== Exercise passage ==

Legal Eagle Eye Newsletter for the Nursing Profession
The Court must defer to arbitration to determine the hospital’s obligations to its nurses under the union contract.
The US Norris LaGuardia Act of 1932 established a bedrock legal principle that Federal courts are forbidden from issuing injunctions to decide the issues in disputes between labor and management in the private sector. UNITED STATES DISTRICT COURT NEW YORK May 1, 2020
The nurses’ union filed suit against a private hospital in New York State to obtain an injunction requiring the hospital to take certain steps to mitigate the risk of COVID-19 transmission to the hospital’s nurses.
The nurses asked the US District Court for the Southern District of New York to order the hospital to increase the availability of personal protective equipment such as respirators and gowns and to provide a proper space to put on and take off such items so that disease-free areas in the hospital do not become contaminated.
The Court was also asked to require the hospital to make testing available to employees on demand and to protect employees’ physical and emotional health by respecting their rights to leave and reasonable accommodation.
The hospital insisted it was already doing everything recommended by government agencies to stem the spread of the virus and to protect its employees.
The hospital also argued that the measures demanded by the nurses would impose an unbearable burden on the hospital that could effectively paralyze the hospital’s ability to respond to the COVID-19 pandemic emergency.
The Court expressed its sympathy and its gratitude to the hospital’s nurses whom it saw as among the true heroes in the current public health emergency.
Nevertheless, the Court declined to issue an injunction, adhering to established principles of labor law that rule out judicial intervention into disputes between labor and management.

== Work instruction ==
Decide whether each of these statements agrees with the newsletter item on the nurses' union suit. For each one, answer yes or no and quote the deciding words from the text. 1. The nurses' union sued a public hospital. 2. The hospital said it was already following the recommendations of government agencies. 3. The Court granted the injunction the nurses requested.

== Recorded information ==
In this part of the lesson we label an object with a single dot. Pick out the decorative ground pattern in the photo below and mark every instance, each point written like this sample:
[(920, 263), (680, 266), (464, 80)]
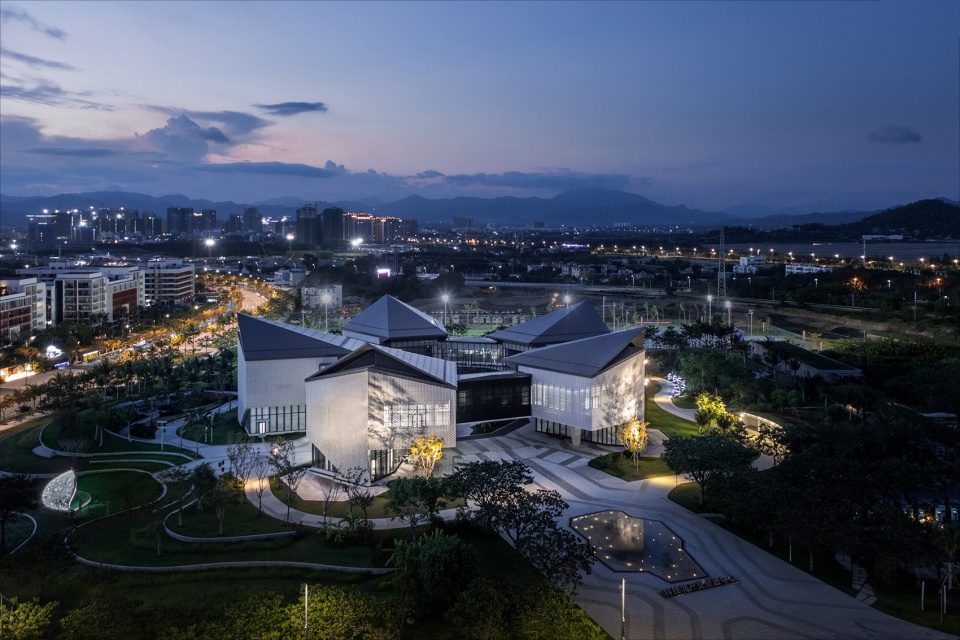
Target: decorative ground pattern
[(626, 543)]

== Response area ==
1. No: "filed suit against a private hospital in New York State"
2. Yes: "it was already doing everything recommended by government agencies to stem the spread of the virus and to protect its employees"
3. No: "the Court declined to issue an injunction"